[[ Data for review open ]]

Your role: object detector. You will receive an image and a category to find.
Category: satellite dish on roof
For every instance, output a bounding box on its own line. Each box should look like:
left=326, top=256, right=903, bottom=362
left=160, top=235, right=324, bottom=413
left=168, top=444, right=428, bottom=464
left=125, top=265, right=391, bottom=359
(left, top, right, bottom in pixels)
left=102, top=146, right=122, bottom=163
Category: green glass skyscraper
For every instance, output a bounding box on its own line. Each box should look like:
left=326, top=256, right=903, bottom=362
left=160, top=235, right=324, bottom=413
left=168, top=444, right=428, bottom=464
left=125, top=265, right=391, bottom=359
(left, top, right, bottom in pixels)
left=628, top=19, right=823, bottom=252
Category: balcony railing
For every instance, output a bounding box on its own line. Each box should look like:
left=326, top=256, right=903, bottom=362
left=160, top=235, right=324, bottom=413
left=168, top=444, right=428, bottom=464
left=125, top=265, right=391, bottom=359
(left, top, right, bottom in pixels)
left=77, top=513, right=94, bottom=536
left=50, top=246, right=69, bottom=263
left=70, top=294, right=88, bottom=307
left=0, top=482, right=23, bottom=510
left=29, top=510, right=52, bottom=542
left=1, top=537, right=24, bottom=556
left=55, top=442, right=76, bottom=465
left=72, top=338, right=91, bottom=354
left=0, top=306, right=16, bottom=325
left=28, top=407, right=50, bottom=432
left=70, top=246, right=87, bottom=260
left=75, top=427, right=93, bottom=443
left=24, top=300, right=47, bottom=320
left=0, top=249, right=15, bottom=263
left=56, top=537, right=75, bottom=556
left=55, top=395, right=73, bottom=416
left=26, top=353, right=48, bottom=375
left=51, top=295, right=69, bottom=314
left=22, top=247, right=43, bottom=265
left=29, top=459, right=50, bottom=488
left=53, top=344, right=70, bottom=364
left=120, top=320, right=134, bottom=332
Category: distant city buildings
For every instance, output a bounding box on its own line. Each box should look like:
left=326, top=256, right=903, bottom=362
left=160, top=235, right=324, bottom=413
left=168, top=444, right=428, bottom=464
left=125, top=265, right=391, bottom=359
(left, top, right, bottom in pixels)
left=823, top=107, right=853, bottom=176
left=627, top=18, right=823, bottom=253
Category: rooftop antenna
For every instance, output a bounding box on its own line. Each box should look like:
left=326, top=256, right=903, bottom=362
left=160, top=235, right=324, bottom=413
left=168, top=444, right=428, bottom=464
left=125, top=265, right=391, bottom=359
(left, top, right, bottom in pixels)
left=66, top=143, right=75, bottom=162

[[ Data for review closed ]]

» **Task details**
Repeat back the listing above exactly, including every line.

» **Written response**
Your role: object detector. You will receive an image and a category to find.
Category: satellite dish on roof
For every instance, output a bounding box on its own line. Each box should look like:
left=326, top=256, right=903, bottom=362
left=160, top=235, right=324, bottom=413
left=168, top=444, right=428, bottom=464
left=125, top=265, right=391, bottom=359
(left, top, right, bottom in pixels)
left=102, top=146, right=122, bottom=163
Category: green glass skyscraper
For every instance, output a bounding box on its own line. Each box should look like:
left=326, top=256, right=903, bottom=362
left=160, top=235, right=324, bottom=413
left=168, top=444, right=428, bottom=464
left=125, top=265, right=391, bottom=359
(left, top, right, bottom in pixels)
left=628, top=19, right=823, bottom=252
Category: balcony railing
For every instance, output a bounding box on its own line. Each box should look like:
left=326, top=256, right=903, bottom=362
left=160, top=235, right=324, bottom=413
left=168, top=444, right=428, bottom=464
left=125, top=265, right=391, bottom=359
(left, top, right, bottom in pixels)
left=77, top=513, right=94, bottom=536
left=50, top=246, right=69, bottom=263
left=70, top=294, right=88, bottom=307
left=0, top=482, right=23, bottom=510
left=29, top=510, right=52, bottom=542
left=1, top=537, right=24, bottom=556
left=55, top=442, right=76, bottom=465
left=72, top=338, right=91, bottom=354
left=0, top=306, right=16, bottom=325
left=28, top=407, right=50, bottom=432
left=70, top=246, right=87, bottom=260
left=75, top=427, right=93, bottom=443
left=24, top=300, right=47, bottom=320
left=0, top=249, right=15, bottom=263
left=56, top=537, right=75, bottom=556
left=55, top=395, right=73, bottom=416
left=26, top=353, right=48, bottom=375
left=51, top=295, right=69, bottom=314
left=22, top=247, right=43, bottom=265
left=29, top=459, right=50, bottom=488
left=53, top=344, right=70, bottom=364
left=120, top=320, right=134, bottom=332
Category: distant city buildings
For every instance, output a bounding box on its own line. Each box should look like:
left=326, top=256, right=903, bottom=362
left=160, top=235, right=324, bottom=413
left=168, top=444, right=428, bottom=464
left=125, top=265, right=391, bottom=359
(left, top, right, bottom in pixels)
left=823, top=107, right=853, bottom=176
left=627, top=18, right=823, bottom=253
Category: rooftop antenna
For every instance, output a bounding box on its own line. Each box should look like:
left=326, top=256, right=903, bottom=362
left=160, top=235, right=324, bottom=413
left=168, top=444, right=428, bottom=464
left=125, top=265, right=391, bottom=359
(left, top, right, bottom in pixels)
left=66, top=143, right=75, bottom=162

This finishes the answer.